Report each line in the material below that contains the word "trace", copying every such line in full.

■ ■ ■ ■

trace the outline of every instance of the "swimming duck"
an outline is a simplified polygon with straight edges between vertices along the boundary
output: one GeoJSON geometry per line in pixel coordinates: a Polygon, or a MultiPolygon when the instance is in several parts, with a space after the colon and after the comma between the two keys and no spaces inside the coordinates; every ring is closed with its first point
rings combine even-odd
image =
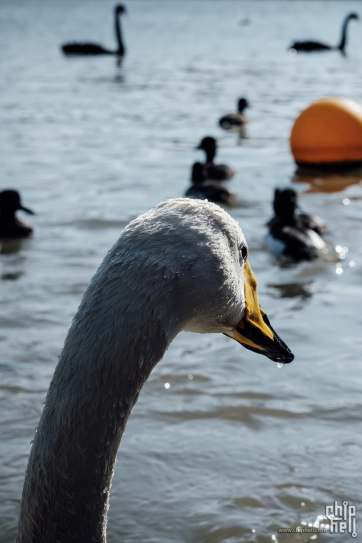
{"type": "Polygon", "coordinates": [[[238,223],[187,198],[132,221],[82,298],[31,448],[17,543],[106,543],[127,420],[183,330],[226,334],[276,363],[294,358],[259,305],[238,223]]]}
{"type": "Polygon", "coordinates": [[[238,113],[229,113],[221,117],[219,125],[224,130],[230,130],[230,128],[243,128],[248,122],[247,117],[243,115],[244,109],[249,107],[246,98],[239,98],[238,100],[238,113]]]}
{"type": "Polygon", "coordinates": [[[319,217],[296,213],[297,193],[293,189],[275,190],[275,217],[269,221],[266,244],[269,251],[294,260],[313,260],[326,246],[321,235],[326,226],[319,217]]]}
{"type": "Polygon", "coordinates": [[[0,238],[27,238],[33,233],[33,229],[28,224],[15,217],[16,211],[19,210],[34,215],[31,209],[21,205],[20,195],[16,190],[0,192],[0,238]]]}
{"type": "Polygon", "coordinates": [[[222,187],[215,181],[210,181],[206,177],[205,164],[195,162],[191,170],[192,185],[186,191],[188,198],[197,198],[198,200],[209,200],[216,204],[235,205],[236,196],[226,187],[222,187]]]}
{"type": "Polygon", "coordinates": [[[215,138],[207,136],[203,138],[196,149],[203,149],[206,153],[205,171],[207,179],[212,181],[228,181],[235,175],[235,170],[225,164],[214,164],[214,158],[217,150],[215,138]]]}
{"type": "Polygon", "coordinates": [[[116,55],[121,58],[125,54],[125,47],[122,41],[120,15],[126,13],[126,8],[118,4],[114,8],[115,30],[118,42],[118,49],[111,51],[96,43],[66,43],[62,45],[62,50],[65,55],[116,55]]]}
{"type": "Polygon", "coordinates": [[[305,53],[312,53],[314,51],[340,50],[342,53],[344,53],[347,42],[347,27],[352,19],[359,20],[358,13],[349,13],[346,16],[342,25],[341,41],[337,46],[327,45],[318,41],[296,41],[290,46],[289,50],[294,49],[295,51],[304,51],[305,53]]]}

■ ■ ■ ■

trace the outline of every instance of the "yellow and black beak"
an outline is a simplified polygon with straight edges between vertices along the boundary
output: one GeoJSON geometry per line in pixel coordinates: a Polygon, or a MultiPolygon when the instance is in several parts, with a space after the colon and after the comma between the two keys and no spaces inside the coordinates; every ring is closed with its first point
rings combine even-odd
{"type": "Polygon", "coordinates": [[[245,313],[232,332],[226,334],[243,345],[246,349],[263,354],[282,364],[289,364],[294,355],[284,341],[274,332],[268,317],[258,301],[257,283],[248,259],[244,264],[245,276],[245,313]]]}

■ ■ ■ ■

▶ _COMPLETED EXERCISE_:
trace the outline of every instance of the "swimming duck"
trace the outline of every instance of the "yellow and black beak"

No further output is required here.